● WRITTEN TASKS:
a) In the blog post about the hike up Mt. Vail, what was the price of the Gondola ride?
b) List every line of the records that contains the word "bird", with uppercase and lowercase treated as distinct.

● DOCUMENT TEXT:
───

Archive for July, 2013

Narrow Road

Our original intention was not to climb the mountain, rather it was to take the Gondola up and walk down the 3 mile, 3,000 foot elevation change. The $52.00 price tag changed our minds and so did the perky young attendant, “Oh, I climbed the mountain yesterday and it only took an hour and a half.” To this we replied, “We’re old, how long do you think it would take us?” Suffice it to say, we were like the little train who thought we could, and thus began our assent to the top of Mt. Vail.

According to Junior, the first leg of the trip was the most difficult.  We were not only cheap, but cheap suckers as we nodded our heads in tandem at this ridiculous proposal? Save a dime, but perhaps risk making the evening news; “Deluded Phoenix Woman Airlifted Off Mountain.”

Commencing our hike at a daunting 8,300 foot elevation was like starting the journey with only one lung. I took about forty steps and felt like I was gasping for air out of a straw.   I gazed longingly down the mountain at the gelato shop, and with a begrudging snort advanced onward.

Only 2,975 more feet to climb to the top of the 10,300 foot summit… I wondered how many people had heart attacks along the way and when I would start seeing the memorials.

I’m not going to lie; the scenery was absolutely breathtaking. As the minutes turned to hours I found myself wanting to quit and turn back about every fifteen feet. You do the math. It was just so hard.

Ahh, and here is where I had an epiphany as I prodded myself, step by step, painful breath by painful breath. The “narrow path” is arduous and grueling.

It’s funny how God teaches us as we journey in this thing called life. The path that traversed across this mountain was surrounded by beauty to be sure, but it was also treacherous if you didn’t pay attention. There were stones to trip over, fine dust as slippery as ice, and roots that caught your feet just when you thought you were clear. Every time we finished a path that seemed to touch the sky, we assumed it would get easier. We were wrong.

Life is like that too.

We encountered a variety of folk on the path as we meandered upward. Most smiled and walked by us like we were standing still. Those were the people who were conditioned through practice and perseverance. In the spiritual work, one might liken them to the saints. They were tested and tried in the fire of love through adversity. It wasn’t like the path was any easier for them than it was for us, but because they were in proper shape they traversed it more effortlessly.

───

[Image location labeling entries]
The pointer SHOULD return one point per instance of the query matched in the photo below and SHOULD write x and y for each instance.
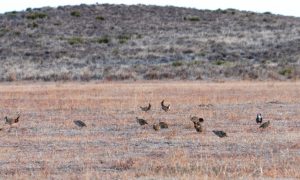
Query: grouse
(221, 134)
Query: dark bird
(11, 121)
(141, 121)
(265, 125)
(258, 118)
(146, 108)
(198, 126)
(79, 123)
(163, 125)
(196, 119)
(156, 127)
(164, 107)
(220, 133)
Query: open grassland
(47, 144)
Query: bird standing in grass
(258, 118)
(141, 121)
(156, 127)
(164, 107)
(265, 125)
(221, 134)
(146, 108)
(163, 125)
(198, 127)
(11, 121)
(79, 123)
(196, 119)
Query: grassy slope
(117, 42)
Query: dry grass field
(47, 144)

───

● ANSWER LIST:
a) $52.00

b)
Query: dark bird
Query: bird standing in grass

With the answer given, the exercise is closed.